What to work on: Write out each line of the records below as a numbered list, and omit any blank lines.

Data shown:
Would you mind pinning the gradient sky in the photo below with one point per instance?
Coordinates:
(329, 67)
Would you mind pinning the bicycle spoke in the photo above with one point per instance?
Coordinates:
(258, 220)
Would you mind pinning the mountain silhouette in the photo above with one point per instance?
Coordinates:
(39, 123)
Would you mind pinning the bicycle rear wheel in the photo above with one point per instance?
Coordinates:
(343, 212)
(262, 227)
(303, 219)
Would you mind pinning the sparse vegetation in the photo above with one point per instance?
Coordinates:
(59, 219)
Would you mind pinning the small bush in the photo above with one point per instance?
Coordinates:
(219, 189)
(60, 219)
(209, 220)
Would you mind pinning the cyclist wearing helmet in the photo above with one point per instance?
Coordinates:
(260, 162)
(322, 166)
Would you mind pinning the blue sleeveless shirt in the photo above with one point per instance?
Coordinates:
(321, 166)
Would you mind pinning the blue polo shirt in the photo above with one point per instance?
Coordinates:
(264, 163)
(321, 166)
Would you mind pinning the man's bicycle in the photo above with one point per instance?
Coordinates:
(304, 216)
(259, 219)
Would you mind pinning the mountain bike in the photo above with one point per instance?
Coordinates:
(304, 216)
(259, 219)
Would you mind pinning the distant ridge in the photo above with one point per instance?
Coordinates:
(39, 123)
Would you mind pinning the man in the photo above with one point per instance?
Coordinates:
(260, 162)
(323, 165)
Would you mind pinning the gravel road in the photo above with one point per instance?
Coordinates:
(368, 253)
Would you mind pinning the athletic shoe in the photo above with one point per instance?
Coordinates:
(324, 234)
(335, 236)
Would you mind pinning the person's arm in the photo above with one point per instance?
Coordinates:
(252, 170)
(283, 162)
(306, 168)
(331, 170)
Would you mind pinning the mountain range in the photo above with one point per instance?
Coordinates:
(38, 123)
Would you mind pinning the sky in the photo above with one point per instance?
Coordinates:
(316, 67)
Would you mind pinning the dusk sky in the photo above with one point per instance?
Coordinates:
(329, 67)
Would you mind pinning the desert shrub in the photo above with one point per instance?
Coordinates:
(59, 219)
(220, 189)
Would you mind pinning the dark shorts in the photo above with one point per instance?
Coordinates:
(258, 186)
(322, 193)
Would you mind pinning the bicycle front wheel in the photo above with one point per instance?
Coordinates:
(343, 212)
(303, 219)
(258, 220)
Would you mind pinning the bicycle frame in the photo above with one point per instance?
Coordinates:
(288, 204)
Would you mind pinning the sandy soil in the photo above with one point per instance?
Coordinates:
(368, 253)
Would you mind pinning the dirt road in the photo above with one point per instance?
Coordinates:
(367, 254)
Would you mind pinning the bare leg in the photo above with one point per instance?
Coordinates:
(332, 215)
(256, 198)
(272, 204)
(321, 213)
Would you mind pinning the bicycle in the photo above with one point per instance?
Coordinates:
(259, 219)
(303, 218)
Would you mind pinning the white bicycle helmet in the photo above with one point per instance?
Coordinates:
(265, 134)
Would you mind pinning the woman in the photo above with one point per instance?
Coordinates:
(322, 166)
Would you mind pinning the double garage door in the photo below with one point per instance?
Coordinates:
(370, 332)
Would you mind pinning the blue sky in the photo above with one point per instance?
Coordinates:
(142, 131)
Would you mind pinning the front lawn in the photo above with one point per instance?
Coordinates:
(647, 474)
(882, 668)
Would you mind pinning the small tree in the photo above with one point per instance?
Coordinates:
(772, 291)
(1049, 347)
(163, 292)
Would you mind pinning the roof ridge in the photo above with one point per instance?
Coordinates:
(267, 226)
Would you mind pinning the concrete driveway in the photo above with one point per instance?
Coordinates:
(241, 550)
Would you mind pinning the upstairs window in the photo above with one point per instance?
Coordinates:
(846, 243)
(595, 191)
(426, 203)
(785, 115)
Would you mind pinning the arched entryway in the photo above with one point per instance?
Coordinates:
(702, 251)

Answer to the problem:
1. Would you mind pinning the gradient sky in the photo below with one point per instance?
2. Coordinates:
3. (329, 67)
4. Would you mind pinning the bicycle spoke in the photo above with one point per instance?
5. Coordinates:
6. (258, 220)
7. Would you mind pinning the mountain silhouette in the photo above with one point per instance?
8. Coordinates:
9. (39, 123)
10. Would you mind pinning the bicycle rear wheel in the photo above with one point per instance?
11. Coordinates:
12. (343, 212)
13. (262, 227)
14. (303, 219)
15. Would you mind pinning the sparse vegetation in the photo above with one point per instance?
16. Coordinates:
17. (59, 219)
18. Would you mind pinning the small bush in the photo above with one point per instance?
19. Coordinates:
20. (219, 189)
21. (60, 219)
22. (209, 220)
23. Would you mind pinning the cyclist wearing helmet in the photo above with one point per instance?
24. Coordinates:
25. (260, 162)
26. (322, 166)
27. Would you mind pinning the blue sleeveless shirt in the photo above with one point per instance?
28. Coordinates:
29. (321, 166)
30. Would you mind pinning the blue polo shirt in the photo above with one point per instance?
31. Coordinates:
32. (264, 163)
33. (321, 166)
34. Would you mind pinning the man's bicycle in the photo above with one point per instance?
35. Coordinates:
36. (304, 216)
37. (259, 219)
38. Would you mind pinning the mountain bike in the photo above with one point per instance?
39. Coordinates:
40. (304, 216)
41. (259, 219)
42. Would you mind pinning the distant ridge in the photo above with one point per instance?
43. Coordinates:
44. (39, 123)
45. Would you mind pinning the man in the photo above with one point per instance?
46. Coordinates:
47. (260, 162)
48. (323, 165)
49. Would you mind pinning the gravel road in the photo above with one point per instance?
50. Coordinates:
51. (368, 253)
52. Would you mind pinning the athletic shoe in the photo above with one point per instance?
53. Coordinates:
54. (324, 234)
55. (335, 236)
56. Would you mind pinning the person's arm in the photo above with one point per instance?
57. Coordinates:
58. (252, 170)
59. (283, 162)
60. (306, 168)
61. (331, 170)
62. Would you mind pinning the mountain range in the photo above with one point per instance?
63. Coordinates:
64. (38, 123)
65. Would you mind pinning the sky in the photo above with one point per instance?
66. Coordinates:
67. (316, 67)
68. Would you mind pinning the dusk sky in the photo above with one point per instance?
69. Coordinates:
70. (329, 67)
71. Would you mind pinning the desert shrub in the photo above with one point per instance?
72. Coordinates:
73. (59, 219)
74. (220, 189)
75. Would you mind pinning the dark shorts in the photo above with one point per instance?
76. Coordinates:
77. (258, 186)
78. (322, 193)
79. Would you mind pinning the bicycle front wheel in the photo above with one point per instance?
80. Coordinates:
81. (343, 212)
82. (303, 219)
83. (258, 220)
84. Would you mind pinning the bicycle frame in the photo above with one point per instance?
85. Coordinates:
86. (288, 204)
87. Would you mind pinning the sandy soil in the photo above with one point per instance?
88. Coordinates:
89. (368, 253)
90. Would you mind pinning the dirt road in the photo above with one point per instance?
91. Coordinates:
92. (367, 254)
93. Would you mind pinning the bare leg in the photo above with one point per instance?
94. Coordinates:
95. (332, 215)
96. (256, 198)
97. (272, 204)
98. (321, 213)
99. Would you mind pinning the bicycle in the photo above with one point per instance?
100. Coordinates:
101. (259, 219)
102. (303, 218)
103. Would you mind pinning the white bicycle helmet in the photo above with one point per instance?
104. Coordinates:
105. (265, 134)
106. Would you mind pinning the woman in the photo above with one point per instance?
107. Coordinates:
108. (322, 166)
109. Would you mind pinning the double garage door in the photo below with one point per instance?
110. Coordinates:
111. (370, 332)
112. Would you mind pinning the blue sky in the photo above with one point per instance?
113. Coordinates:
114. (142, 131)
115. Would you mind pinning the front lawn in the photo above with one point per instance?
116. Coordinates:
117. (647, 474)
118. (882, 668)
119. Would you mind pinning the small tree in the photo above with one point per instance?
120. Coordinates:
121. (772, 291)
122. (1049, 347)
123. (163, 292)
124. Would you mind pinning the roof ridge in the photo above with one point per instance?
125. Coordinates:
126. (267, 226)
127. Would you mind pinning the concrete driveway in the photo above with one point per instance?
128. Coordinates:
129. (241, 550)
130. Would you mind pinning the upstairs window in the photo above with one point per instance?
131. Coordinates:
132. (846, 243)
133. (595, 191)
134. (426, 203)
135. (785, 115)
136. Would you mind pinning the arched entryway in the photo above with one point per instance?
137. Coordinates:
138. (702, 251)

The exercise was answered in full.